SHORT EXERCISE: Please edit the listing from the line that contains "rope by giving the bounding box." through the end of the listing, changing "artificial palm plant" to "fake palm tree" and leaving everything else unchanged.

RECORDS FOR THIS EXERCISE:
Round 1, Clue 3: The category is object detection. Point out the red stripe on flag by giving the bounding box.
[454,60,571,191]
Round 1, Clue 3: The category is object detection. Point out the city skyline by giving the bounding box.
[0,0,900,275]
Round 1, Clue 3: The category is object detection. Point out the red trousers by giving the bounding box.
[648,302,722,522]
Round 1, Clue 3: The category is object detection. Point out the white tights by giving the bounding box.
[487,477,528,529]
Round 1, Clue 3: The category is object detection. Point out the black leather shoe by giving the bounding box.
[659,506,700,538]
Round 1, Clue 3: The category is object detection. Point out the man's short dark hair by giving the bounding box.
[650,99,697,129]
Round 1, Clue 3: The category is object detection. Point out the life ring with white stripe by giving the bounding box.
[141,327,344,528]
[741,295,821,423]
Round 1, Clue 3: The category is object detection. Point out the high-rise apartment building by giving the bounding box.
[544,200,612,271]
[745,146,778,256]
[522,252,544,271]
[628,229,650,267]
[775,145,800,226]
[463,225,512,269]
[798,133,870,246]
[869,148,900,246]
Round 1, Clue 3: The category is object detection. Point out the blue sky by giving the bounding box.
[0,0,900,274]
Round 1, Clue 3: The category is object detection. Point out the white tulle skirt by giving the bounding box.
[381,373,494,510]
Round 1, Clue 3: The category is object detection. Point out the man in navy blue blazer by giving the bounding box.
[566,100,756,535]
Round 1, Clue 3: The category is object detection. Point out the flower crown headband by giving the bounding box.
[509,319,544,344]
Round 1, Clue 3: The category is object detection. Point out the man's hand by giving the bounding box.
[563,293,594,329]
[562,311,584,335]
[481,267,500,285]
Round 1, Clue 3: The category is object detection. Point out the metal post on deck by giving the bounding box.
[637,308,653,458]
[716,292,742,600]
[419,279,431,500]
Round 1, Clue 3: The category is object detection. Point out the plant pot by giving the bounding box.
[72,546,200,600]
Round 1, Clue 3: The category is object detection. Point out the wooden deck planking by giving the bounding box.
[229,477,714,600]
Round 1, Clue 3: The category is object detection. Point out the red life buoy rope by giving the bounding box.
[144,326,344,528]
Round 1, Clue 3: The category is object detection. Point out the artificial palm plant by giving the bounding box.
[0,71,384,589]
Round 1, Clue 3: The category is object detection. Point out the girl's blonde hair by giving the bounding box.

SOLVED PROBLEM:
Round 1, Clue 3: The category is object detection. Point out the red life buoy rope by giving the bounding box.
[144,326,344,528]
Round 1, Clue 3: The category is object detection. Point out the fake palm tree by giving the bounding box.
[0,71,384,589]
Round 1, Clue 3: The category is object detection. Point out the girl's blonde hair by giving the bounding box.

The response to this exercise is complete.